Stated goal a: Translate this sentence from the blog post on the Tanenblatt estate case into Spanish: "The issue of course is the discount for minority and for lack of transferability."

---------- Extracted text

Archive for November, 2013|Monthly archive page


In Uncategorized on 11/18/2013 at 19:11

And Maybe Woodshedding Your Client

I’ve often discoursed about the need to woodshed your experts: sweat them, find the sweet spot in your case that they must prove, and learn as much of their specialities as you can in the limited time you have.

But what happens when your expert refuses the jump?

That’s the problem in Estate of Diane Tanenblatt, Deceased, Roy L. Greenbaum, Personal Representative, 2013 T. C. Memo. 263, filed 11/18/13. And Judge Halpern isn’t sympathetic.

The Late Diane was (or maybe not) a member of a NY LLC that owned a fully-rented commercial building in the Ladies’ Mile section of Manhattan. But Diane’s stake was a distinct minority, and she couldn’t sell without all the other members’ consents. So Roy values her piece at $1.78 million on the 706, but gets audited and is unhappy with the result.

IRS’ expert comes in enough higher to give the estate a $309K deficiency. The issue of course is the discount for minority and for lack of transferability.

Roy petitions and attaches to his petition a new appraisal (called Tindall), to which he wants IRS to stipulate. IRS only agrees that something is attached to the petition, but they can’t say whether Roy obtained it, or anything else about it.

“Petitioner’s path for attempting to introduce the Tindall appraisal into evidence as expert testimony is, to say the least, unusual. Generally, a party obtains the testimony of an expert witness by calling that witness to testify. See Rule 143(g)(1). Pursuant to that Rule, the expert witness must prepare a written report, which is marked as an exhibit and, after having been identified by the witness and adopted by him, received into evidence as his direct testimony unless the Court determines that the witness is not qualified as an expert. The Rule further provides that, not less than 30 days before the call of the trial calendar on which a case appears, a party calling an expert witness shall serve on each other party and submit to the Court a copy of the expert’s report. Finally, the Rule also provides that, generally, we will exclude an expert witness’ testimony altogether for failure to comply with the Rule. Those requirements are echoed in our standing pretrial order, which was served on petitioner.” 2013 T.C. Memo. 263, at pp. 10-11.

Sounds rather like Sir Paul McCartney’s 1969 hit “She Came In Through the Bathroom Window”, rather than through the front door.

So why not follow the Rule?

Well, counsel had a good reason, responding to IRS’ motion to preclude Tindall: “Petitioner had filed no response to respondent’s motion in limine, and, at the hearing, in response to the Court’s question as to whether petitioner was just relying on his own motions (with respect to stipulating the Tindall appraisal into evidence), petitioner’s counsel candidly responded: ‘Probably. Your honor, because right now my client’s in a fee dispute with the appraiser, so right now I cannot get the appraiser to come in and testify.’ Apparently, counsel’s time is less dear than was Dr. Tindall’s.” 2013 T. C. Memo. 263, at p. 11.

--------------------

Stated goal b: In the records, update the part that opens with the line containing "Spot the lion's" and runs through the end of the records, changing "chin" to "mane". Return only those lines, with the pictures left out.

---------- Dataset

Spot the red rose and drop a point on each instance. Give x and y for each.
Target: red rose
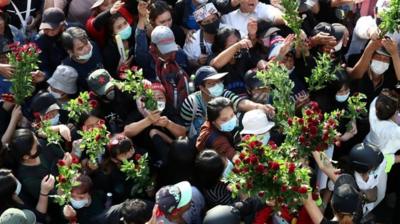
(260, 168)
(292, 167)
(93, 103)
(138, 156)
(61, 179)
(61, 162)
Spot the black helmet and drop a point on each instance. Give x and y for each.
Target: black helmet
(364, 157)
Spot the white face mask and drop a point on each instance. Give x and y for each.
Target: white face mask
(342, 98)
(338, 46)
(379, 67)
(160, 105)
(79, 203)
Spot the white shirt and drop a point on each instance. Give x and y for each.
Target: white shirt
(384, 134)
(239, 20)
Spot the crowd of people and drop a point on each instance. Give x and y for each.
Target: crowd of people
(200, 59)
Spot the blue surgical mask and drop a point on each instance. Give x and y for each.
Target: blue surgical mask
(87, 56)
(55, 120)
(229, 125)
(216, 90)
(125, 33)
(79, 203)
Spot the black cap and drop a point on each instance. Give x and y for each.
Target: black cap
(364, 157)
(346, 197)
(222, 214)
(52, 18)
(44, 102)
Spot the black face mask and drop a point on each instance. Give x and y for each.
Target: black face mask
(212, 28)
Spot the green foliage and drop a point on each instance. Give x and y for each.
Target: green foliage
(323, 73)
(135, 84)
(390, 18)
(277, 78)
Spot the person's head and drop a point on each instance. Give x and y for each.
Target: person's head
(387, 105)
(380, 62)
(365, 157)
(225, 38)
(221, 114)
(118, 25)
(120, 148)
(209, 167)
(81, 194)
(255, 122)
(24, 145)
(207, 16)
(76, 41)
(63, 82)
(53, 22)
(159, 95)
(160, 14)
(222, 214)
(248, 6)
(164, 40)
(346, 201)
(136, 211)
(45, 107)
(101, 83)
(174, 200)
(209, 81)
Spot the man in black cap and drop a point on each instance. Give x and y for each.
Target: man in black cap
(48, 40)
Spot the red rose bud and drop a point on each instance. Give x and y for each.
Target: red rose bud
(61, 162)
(292, 167)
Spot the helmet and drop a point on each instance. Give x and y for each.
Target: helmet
(365, 157)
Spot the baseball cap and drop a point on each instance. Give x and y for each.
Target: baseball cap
(43, 103)
(100, 81)
(255, 122)
(52, 18)
(64, 79)
(17, 216)
(164, 39)
(346, 197)
(174, 197)
(207, 73)
(222, 214)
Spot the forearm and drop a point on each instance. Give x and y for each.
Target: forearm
(135, 128)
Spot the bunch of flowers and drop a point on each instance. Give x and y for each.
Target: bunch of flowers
(66, 180)
(313, 131)
(390, 18)
(94, 141)
(277, 78)
(323, 73)
(24, 58)
(138, 170)
(84, 103)
(44, 129)
(135, 84)
(261, 171)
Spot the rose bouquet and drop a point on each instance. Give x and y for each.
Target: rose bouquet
(138, 170)
(24, 58)
(84, 103)
(262, 171)
(134, 83)
(66, 180)
(94, 141)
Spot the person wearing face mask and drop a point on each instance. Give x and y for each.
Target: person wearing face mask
(209, 84)
(199, 49)
(86, 203)
(62, 83)
(377, 69)
(84, 55)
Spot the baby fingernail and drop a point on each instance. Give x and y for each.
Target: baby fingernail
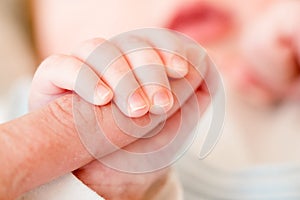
(179, 65)
(137, 104)
(104, 94)
(162, 99)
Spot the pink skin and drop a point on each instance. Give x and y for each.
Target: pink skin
(229, 42)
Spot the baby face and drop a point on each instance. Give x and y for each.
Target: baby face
(216, 24)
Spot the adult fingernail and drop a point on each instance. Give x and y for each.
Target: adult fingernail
(137, 104)
(104, 94)
(179, 65)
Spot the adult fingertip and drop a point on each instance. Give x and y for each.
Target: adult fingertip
(103, 94)
(178, 67)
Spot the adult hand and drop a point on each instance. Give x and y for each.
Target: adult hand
(45, 144)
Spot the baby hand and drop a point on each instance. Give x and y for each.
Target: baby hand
(137, 82)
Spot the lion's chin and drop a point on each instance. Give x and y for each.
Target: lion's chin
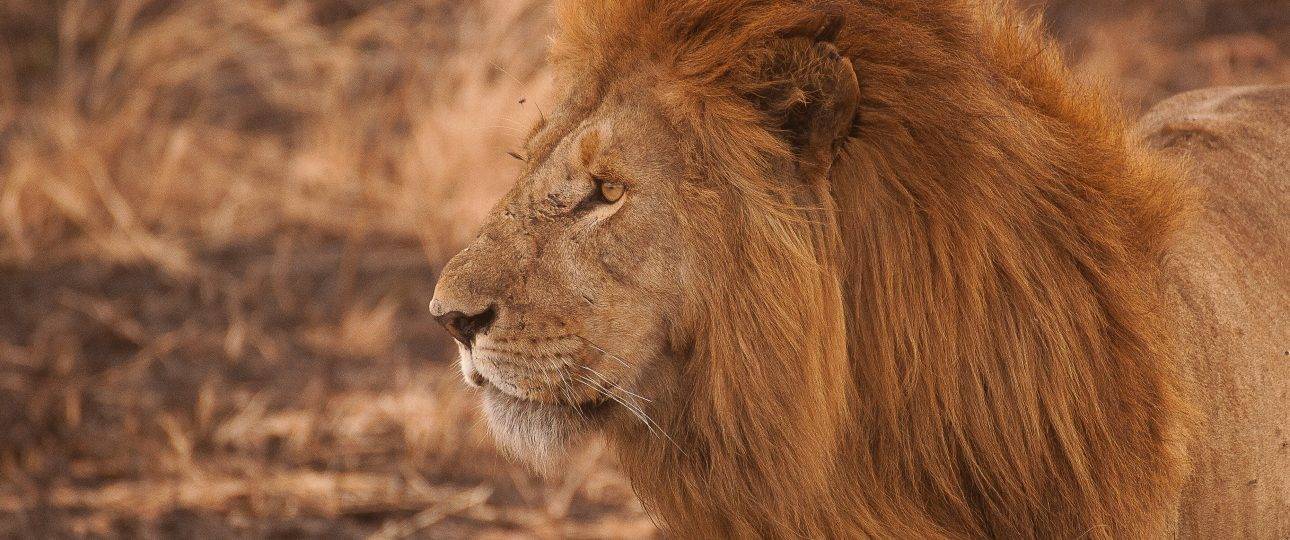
(541, 434)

--------------------

Correct output a: La cuestión, por supuesto, es el descuento por participación minoritaria y por falta de transmisibilidad.

Correct output b:
Spot the lion's mane and drop a point on each instance. Give x and y for each.
Target: lion's mane
(541, 434)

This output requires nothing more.